=== Begin Enclosure ===

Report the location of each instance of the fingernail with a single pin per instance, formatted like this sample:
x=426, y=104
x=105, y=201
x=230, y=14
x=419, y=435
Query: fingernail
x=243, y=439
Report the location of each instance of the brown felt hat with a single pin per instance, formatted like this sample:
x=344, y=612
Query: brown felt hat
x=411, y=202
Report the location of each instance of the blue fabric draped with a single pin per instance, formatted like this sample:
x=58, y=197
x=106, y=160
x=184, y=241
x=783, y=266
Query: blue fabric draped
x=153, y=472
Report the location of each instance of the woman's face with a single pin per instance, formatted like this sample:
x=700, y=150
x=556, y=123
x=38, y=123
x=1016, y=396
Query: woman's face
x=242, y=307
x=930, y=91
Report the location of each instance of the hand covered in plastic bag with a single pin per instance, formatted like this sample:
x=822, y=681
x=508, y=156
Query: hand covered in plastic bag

=== End Enclosure ===

• Work item: Every record is to be repeated exactly as it stands above.

• Exercise output:
Report the location of each instance of the fingernail with a single pin per instance, formatted like this sample:
x=426, y=104
x=105, y=201
x=230, y=14
x=419, y=435
Query: fingernail
x=243, y=439
Report the location of each instance of the brown felt hat with a single pin per instance, formatted like this sample:
x=344, y=612
Query: brown felt hat
x=411, y=202
Report the location of each instance of the blue fabric draped with a single pin per instance, formatted like this sample:
x=58, y=197
x=106, y=160
x=184, y=241
x=783, y=266
Query: blue fabric draped
x=153, y=472
Report the location of each instance of the woman's face with a single pin per instance, formatted like this sample:
x=700, y=150
x=556, y=123
x=38, y=123
x=1016, y=396
Query: woman's face
x=242, y=307
x=930, y=91
Report the location of each instance of the hand covered in plastic bag with a single pin per instance, formatted like this sample:
x=822, y=681
x=508, y=156
Query: hand covered in plastic bag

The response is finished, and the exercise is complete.